Work officially has begun on an update of a plan intended to guide future development of one of Albemarle County’s designated growth areas.

County officials held a community meeting Monday to begin gathering input on a revision of the Pantops Master Plan.

“This is not a complete redo,” said Cal Morris, chairman of the Pantops Community Advisory Committee. “It is a complete review.”               

Albemarle’s Comprehensive Plan sets aside only 5 percent of the county’s 726 square miles for urban development. The rest is to be reserved for rural and agricultural use. The Pantops area has been designated as a growth area since 1971, when the first Comprehensive Plan was adopted.

The Pantops Master Plan was first adopted in 2008 and has not been revised since.

One big question going forward is whether the county should adjust the growth area boundary. Possible areas being reviewed for potential change, land around the Interstate 64 interchange at Shadwell and sections of the Ashcroft and Fontana neighborhoods.

“When we expand development-area boundaries, we look for a public purpose,” said Elaine Echols, the county’s principal planner. “We only extend public water and sewer within our growth areas.”

- [Task item] Please reproduce the passage from the Pantops Master Plan article, beginning at the words "Work officially has" and stopping after "been revised since.".

- [Given entries]

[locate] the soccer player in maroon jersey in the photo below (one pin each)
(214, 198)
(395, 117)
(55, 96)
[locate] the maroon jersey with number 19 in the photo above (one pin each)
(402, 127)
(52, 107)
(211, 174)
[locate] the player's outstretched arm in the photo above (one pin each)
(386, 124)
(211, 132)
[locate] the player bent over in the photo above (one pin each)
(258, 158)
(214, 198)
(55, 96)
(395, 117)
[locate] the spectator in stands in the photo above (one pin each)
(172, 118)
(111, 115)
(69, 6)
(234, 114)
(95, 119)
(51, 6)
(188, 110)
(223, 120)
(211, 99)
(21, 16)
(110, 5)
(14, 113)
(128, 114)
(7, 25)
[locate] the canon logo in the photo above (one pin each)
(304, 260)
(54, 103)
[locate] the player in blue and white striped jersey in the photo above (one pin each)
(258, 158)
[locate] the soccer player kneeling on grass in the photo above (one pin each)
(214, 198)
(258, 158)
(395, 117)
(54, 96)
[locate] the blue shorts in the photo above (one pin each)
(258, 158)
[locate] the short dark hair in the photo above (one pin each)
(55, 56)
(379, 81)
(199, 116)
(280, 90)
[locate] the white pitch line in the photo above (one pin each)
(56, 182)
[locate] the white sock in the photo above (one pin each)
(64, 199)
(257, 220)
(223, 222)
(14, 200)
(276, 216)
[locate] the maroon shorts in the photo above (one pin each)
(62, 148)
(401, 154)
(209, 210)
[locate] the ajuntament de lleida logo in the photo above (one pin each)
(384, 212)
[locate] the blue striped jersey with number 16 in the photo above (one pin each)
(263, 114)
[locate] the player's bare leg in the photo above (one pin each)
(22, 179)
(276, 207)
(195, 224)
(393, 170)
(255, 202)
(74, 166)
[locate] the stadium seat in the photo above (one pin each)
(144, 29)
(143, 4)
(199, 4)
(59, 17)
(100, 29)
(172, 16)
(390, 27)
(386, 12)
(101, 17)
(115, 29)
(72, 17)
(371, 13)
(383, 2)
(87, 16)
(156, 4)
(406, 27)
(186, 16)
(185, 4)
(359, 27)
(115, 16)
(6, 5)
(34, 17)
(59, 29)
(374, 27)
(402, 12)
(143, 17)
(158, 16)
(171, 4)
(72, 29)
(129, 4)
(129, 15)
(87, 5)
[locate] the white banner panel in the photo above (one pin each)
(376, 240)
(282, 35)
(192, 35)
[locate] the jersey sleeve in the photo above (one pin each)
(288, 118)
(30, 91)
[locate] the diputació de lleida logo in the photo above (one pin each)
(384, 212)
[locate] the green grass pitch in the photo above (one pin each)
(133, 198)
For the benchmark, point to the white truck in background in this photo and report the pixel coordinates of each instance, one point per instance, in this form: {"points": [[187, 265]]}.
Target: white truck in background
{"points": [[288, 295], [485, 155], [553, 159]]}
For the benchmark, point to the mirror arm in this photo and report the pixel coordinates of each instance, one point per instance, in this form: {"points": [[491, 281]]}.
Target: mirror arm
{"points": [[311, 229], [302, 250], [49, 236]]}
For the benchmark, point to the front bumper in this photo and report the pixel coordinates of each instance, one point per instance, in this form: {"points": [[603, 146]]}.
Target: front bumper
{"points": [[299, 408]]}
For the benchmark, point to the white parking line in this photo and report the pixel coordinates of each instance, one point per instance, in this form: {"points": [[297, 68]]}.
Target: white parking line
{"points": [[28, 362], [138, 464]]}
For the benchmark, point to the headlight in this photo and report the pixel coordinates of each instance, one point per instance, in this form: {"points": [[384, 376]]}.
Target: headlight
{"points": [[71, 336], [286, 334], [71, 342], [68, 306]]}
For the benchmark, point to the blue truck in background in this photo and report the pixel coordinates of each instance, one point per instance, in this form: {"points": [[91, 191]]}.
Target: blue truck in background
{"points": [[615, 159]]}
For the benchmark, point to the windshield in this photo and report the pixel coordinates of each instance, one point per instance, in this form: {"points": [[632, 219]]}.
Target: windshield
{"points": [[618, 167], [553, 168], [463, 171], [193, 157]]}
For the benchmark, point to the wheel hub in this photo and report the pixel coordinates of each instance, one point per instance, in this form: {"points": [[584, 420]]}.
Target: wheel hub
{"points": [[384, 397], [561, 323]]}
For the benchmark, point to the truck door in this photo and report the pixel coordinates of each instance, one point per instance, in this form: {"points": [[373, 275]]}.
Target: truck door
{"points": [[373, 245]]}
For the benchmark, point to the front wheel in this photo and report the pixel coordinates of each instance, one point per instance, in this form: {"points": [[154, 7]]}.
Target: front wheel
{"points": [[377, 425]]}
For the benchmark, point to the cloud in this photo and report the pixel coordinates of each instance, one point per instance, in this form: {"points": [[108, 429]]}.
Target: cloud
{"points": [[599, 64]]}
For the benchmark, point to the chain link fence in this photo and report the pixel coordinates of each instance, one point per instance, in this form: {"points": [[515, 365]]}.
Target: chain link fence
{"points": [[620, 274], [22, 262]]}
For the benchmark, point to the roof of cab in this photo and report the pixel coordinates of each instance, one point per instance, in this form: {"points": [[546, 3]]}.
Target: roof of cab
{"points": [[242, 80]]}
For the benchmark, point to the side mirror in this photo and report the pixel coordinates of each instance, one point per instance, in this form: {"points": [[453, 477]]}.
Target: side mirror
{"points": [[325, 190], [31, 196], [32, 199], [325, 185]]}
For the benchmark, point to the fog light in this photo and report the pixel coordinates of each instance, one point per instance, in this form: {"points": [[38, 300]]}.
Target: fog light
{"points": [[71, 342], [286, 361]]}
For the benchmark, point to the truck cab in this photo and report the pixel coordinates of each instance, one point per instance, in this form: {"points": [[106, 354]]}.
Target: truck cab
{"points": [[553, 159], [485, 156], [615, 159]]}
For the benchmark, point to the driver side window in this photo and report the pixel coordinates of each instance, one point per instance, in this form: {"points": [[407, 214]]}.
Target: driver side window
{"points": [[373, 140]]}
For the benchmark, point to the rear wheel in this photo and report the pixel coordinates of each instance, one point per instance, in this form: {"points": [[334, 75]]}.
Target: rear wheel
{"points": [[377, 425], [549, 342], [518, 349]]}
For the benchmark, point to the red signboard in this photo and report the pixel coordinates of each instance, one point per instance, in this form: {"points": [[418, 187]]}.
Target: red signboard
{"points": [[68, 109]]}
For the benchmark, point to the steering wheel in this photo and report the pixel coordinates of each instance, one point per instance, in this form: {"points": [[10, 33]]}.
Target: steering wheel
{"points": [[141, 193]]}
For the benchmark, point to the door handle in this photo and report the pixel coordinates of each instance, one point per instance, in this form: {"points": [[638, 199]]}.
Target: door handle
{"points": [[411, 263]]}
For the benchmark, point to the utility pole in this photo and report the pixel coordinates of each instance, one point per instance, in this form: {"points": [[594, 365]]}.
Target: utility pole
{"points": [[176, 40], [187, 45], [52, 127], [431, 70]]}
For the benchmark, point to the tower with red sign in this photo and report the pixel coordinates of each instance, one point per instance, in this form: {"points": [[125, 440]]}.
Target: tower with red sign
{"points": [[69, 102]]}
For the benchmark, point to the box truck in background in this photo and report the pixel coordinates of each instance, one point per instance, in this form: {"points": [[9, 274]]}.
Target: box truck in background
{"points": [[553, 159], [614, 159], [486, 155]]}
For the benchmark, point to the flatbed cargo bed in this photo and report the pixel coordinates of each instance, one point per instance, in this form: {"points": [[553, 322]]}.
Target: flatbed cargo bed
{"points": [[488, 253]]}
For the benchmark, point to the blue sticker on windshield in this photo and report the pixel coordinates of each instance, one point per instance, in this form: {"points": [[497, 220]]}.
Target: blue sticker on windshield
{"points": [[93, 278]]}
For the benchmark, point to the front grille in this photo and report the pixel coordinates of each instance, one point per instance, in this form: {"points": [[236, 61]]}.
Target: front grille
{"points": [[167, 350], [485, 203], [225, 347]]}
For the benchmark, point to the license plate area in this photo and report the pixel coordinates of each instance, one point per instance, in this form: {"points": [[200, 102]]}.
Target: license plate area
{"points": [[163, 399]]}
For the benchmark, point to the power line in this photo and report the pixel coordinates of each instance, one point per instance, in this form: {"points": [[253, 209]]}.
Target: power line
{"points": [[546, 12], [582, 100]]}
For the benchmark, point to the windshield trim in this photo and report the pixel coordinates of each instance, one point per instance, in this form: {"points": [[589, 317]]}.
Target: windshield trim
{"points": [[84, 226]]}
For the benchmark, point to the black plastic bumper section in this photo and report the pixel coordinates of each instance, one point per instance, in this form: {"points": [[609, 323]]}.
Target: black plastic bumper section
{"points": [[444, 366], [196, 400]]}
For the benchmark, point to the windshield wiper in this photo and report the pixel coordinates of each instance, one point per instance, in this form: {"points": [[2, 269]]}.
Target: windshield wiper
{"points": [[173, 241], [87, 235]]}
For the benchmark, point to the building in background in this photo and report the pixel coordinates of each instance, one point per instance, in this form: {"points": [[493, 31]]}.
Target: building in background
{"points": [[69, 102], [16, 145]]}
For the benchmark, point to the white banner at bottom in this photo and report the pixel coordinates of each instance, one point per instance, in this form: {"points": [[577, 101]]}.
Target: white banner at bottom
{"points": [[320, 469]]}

- [Response to this task]
Work officially has begun on an update of a plan intended to guide future development of one of Albemarle County’s designated growth areas.

County officials held a community meeting Monday to begin gathering input on a revision of the Pantops Master Plan.

“This is not a complete redo,” said Cal Morris, chairman of the Pantops Community Advisory Committee. “It is a complete review.”               

Albemarle’s Comprehensive Plan sets aside only 5 percent of the county’s 726 square miles for urban development. The rest is to be reserved for rural and agricultural use. The Pantops area has been designated as a growth area since 1971, when the first Comprehensive Plan was adopted.

The Pantops Master Plan was first adopted in 2008 and has not been revised since.